**TASK 1**
For each statement about the text on White Swan prison, answer yes or no on whether the text agrees, and quote the words that decide it. (a) White Swan was founded in 1955. (b) The prison holds about one-third of its maximum capacity. (c) White Swan has had several confirmed escapes.
**TASK 2**
List every distinct year mentioned in the text on White Swan prison.
**TASK 3**
From the text on White Swan prison, quote the passage from "Federal Governmental Institution" up to and including "imprisonment in Russia.".

**TEXT SHOWN**

--- START ---

White Swan
- Interactive map of White Swan
- Location: Solikamsk, Perm Krai, Russia; 59°40′18″N 56°45′53″E﻿ / ﻿59.67167°N 56.76472°E;
- Status: Operational
- Capacity: 962
- Opened: 1938
- Managed by: Federal Penitentiary Service
- Governor: colonel Viktor Khomko

= White Swan (prison) =

Federal prison in Russia

Federal Governmental Institution — penal colony № 2 with special conditions of economic activity of the main directorate of the Federal Penitentiary Service of Russia in Perm Krai, popularly known as White Swan (Белый лебедь, Belyy Lebed), is a prison in Solikamsk, Perm Krai, Russia. It is one of the seven maximum-security supermax prisons operated by the Federal Penitentiary Service for convicts sentenced to life imprisonment in Russia.

==History==
White Swan was founded in 1938 as a penal colony by the Soviet Union to hold political prisoners, particularly priests, but was eventually used for common criminals as well. In 1955, a special decree of the CPSU Central Committee changed the colony to correct the so-called "Thieves in Law", and the main task of the prison was the total isolation and closure of all methods of communication between prisoners and the outside world. The Soviet authorities began to staff White Swan with some of the highest quality correctional officers in the country to control the Thieves in Law, in order to be able to withstand the bribes and intimidation.

In 1996, the death penalty in Russia entered a moratorium as a requirement for joining the Council of Europe, and a new criminal code introduced life sentences. In 1999, White Swan was re-purposed to house serious criminals serving life sentences and, unlike previous detainees, were not expected to ever leave the facility. The prison has roughly 300 inmates, one-third of its maximum capacity, held in cells of one, two and three people. All cells have a dossier containing photos, articles, and a brief "biography" of the detainees. White Swan was the first prison in Russia to feature an on-site professional psychologist, and the administration, after studying the prisoners, settles them based on psychological compatibility in order to avoid conflicts. The conditions of the prison supposedly correspond to the requirements of international standards, with a library, correspondence materials, a commissary, a weekly shower, and an hour-long walk per day. During White Swan's entire existence, there have been no confirmed escapes.

--- END ---

**SOURCE INFORMATION**
--- START ---

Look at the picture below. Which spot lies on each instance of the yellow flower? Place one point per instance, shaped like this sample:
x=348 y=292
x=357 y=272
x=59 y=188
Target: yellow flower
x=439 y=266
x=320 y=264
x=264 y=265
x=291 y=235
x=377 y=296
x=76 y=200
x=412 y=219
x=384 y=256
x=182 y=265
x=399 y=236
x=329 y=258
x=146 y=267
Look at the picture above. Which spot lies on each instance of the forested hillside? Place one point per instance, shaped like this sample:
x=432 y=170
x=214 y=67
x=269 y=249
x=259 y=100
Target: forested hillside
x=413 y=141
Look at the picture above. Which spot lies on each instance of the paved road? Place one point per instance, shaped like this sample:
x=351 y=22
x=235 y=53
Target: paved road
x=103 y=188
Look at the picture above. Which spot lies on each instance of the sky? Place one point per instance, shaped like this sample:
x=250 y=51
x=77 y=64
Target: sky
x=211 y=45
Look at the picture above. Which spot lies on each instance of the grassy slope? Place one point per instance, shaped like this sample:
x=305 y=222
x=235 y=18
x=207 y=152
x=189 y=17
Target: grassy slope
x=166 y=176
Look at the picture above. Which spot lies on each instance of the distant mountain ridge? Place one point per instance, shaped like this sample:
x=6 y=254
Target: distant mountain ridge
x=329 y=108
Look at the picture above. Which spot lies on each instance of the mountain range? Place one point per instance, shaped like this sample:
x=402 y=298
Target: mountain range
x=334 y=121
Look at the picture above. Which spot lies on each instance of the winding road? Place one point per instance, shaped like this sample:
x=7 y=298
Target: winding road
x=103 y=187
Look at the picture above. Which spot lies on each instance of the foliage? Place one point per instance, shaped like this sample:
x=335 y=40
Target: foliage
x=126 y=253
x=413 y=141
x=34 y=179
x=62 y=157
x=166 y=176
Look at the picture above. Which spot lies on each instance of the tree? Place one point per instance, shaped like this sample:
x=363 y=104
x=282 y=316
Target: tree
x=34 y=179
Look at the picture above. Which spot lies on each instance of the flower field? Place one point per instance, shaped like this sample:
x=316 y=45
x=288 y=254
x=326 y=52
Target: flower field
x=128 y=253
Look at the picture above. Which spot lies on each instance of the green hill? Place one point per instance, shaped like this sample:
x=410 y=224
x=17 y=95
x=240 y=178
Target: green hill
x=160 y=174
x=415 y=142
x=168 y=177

--- END ---
--- START ---

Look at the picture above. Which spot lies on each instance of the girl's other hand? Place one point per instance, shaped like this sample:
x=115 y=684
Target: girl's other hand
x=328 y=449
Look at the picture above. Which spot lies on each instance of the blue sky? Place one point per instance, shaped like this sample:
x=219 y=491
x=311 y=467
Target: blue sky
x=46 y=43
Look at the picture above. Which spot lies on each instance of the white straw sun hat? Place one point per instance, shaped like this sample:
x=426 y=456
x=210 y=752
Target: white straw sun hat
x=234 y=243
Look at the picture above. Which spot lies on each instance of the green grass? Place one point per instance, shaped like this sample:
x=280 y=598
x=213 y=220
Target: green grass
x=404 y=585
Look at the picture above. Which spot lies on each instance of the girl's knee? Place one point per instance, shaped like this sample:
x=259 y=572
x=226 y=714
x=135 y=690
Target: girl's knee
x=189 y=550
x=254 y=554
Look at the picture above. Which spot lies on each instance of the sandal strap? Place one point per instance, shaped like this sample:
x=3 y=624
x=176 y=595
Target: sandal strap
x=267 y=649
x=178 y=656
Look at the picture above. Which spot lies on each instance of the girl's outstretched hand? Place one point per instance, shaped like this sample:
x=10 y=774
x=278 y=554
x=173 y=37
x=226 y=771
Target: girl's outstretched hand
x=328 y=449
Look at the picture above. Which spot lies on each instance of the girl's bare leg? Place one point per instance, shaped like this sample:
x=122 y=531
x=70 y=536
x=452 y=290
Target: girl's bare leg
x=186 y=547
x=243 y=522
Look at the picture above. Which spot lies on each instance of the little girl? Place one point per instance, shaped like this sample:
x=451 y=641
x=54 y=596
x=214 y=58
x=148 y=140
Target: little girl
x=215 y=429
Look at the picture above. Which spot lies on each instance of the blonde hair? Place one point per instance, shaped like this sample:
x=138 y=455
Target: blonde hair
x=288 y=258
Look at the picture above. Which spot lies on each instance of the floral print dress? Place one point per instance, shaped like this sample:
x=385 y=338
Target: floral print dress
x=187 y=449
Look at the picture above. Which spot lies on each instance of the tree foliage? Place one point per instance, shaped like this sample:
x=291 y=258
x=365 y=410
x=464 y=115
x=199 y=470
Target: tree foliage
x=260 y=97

--- END ---

**EXERCISE SOLUTION 1**
(a) No: "White Swan was founded in 1938"
(b) Yes: "The prison has roughly 300 inmates, one-third of its maximum capacity"
(c) No: "there have been no confirmed escapes"

**EXERCISE SOLUTION 2**
1938, 1955, 1996, 1999

**EXERCISE SOLUTION 3**
Federal Governmental Institution — penal colony № 2 with special conditions of economic activity of the main directorate of the Federal Penitentiary Service of Russia in Perm Krai, popularly known as White Swan (Белый лебедь, Belyy Lebed), is a prison in Solikamsk, Perm Krai, Russia. It is one of the seven maximum-security supermax prisons operated by the Federal Penitentiary Service for convicts sentenced to life imprisonment in Russia.